- **Provided data**:
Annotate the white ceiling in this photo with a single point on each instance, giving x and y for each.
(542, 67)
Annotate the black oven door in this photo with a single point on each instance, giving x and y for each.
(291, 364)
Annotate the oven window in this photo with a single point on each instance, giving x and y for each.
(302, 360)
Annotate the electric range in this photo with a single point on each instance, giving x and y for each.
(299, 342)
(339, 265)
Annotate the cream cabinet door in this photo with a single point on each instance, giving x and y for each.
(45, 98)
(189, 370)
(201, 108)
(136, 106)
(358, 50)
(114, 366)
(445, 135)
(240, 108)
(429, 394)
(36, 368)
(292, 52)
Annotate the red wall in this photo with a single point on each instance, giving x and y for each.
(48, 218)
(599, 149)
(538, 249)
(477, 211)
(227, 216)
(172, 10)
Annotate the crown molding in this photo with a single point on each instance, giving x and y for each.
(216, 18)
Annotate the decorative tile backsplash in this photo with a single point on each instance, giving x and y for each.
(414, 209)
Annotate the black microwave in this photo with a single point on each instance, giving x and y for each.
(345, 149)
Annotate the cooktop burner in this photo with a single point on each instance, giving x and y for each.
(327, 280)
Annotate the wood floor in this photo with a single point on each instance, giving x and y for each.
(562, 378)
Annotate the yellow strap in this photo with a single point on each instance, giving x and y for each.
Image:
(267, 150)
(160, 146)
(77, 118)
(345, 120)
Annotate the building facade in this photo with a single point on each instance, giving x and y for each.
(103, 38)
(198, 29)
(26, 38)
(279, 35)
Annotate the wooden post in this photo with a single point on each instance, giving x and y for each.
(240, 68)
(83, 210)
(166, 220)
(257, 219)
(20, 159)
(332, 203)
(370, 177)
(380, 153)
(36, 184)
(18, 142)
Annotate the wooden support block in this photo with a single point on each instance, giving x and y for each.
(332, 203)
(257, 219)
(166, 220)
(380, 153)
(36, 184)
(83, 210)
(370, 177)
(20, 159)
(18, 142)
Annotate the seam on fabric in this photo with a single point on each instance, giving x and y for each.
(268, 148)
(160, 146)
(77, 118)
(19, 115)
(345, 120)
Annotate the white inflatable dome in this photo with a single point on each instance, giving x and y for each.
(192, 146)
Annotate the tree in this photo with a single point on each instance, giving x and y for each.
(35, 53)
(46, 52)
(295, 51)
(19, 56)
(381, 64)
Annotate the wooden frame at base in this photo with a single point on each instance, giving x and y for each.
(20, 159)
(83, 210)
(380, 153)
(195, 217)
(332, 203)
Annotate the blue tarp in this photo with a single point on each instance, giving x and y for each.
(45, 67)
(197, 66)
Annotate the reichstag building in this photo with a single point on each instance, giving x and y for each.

- **Problem to solve**:
All of the material must be reproduced exactly.

- **The result**:
Annotate the white ceiling in this photo with a single point on each instance, giving x and y for each.
(542, 67)
Annotate the black oven door in this photo with a single point on each instance, giving x and y for each.
(291, 364)
Annotate the oven window in this photo with a single point on each instance, giving x and y for each.
(302, 360)
Annotate the electric range in this photo with a single point on each instance, giving x and y for each.
(299, 342)
(339, 265)
Annotate the cream cabinet door in this photo with a single point on each instance, giving x and y for each.
(45, 98)
(189, 370)
(201, 108)
(136, 106)
(358, 50)
(114, 366)
(445, 135)
(240, 108)
(429, 394)
(36, 368)
(292, 52)
Annotate the red wall in this photo with a single point on each instance, giving x and y for each.
(48, 218)
(599, 149)
(538, 249)
(477, 211)
(227, 216)
(172, 10)
Annotate the crown molding in this photo with a single point on each instance, giving x and y for each.
(216, 18)
Annotate the decorative tile backsplash in this photo with a single point on each instance, giving x and y for each.
(414, 209)
Annotate the black microwave in this photo with a single point on each instance, giving x and y for each.
(345, 149)
Annotate the cooktop burner in this photo with a single point on each instance, giving x and y for each.
(327, 280)
Annotate the wood floor in this photo with a single point on each instance, giving x and y for each.
(562, 378)
Annotate the yellow strap in this photo with a single point on each instance, giving x and y for each.
Image:
(267, 150)
(160, 146)
(77, 118)
(345, 120)
Annotate the building facade in this photo with a single point on each instance, giving x and y for each.
(103, 38)
(198, 29)
(26, 38)
(279, 35)
Annotate the wooden post in this photo with a single point on each instance, giving x and y for each.
(240, 68)
(83, 210)
(166, 220)
(257, 219)
(20, 159)
(332, 203)
(370, 177)
(380, 153)
(36, 184)
(18, 142)
Annotate the wooden support block in this photo with a single point on each instance, giving x and y for each.
(332, 203)
(257, 219)
(166, 220)
(380, 153)
(36, 184)
(83, 210)
(370, 177)
(20, 159)
(18, 142)
Annotate the seam on fabric in this photo with a single point on each instance, giving x and y for each.
(268, 148)
(160, 146)
(77, 118)
(19, 115)
(345, 120)
Annotate the white inflatable dome in this photo with a single point on each instance, giving x and y for each.
(192, 146)
Annotate the tree in this photo with a single point on each instance, giving x and y for each.
(35, 53)
(46, 52)
(295, 51)
(19, 56)
(381, 64)
Annotate the wooden frame at base in this photo with a single point on each instance, giving x and y for each.
(20, 159)
(83, 210)
(380, 153)
(195, 217)
(332, 203)
Annotate the blue tarp in this photo with a single point on each instance, giving x and y for each.
(45, 67)
(197, 66)
Annotate the reichstag building in this photo with a single point on each instance, giving x and y for each.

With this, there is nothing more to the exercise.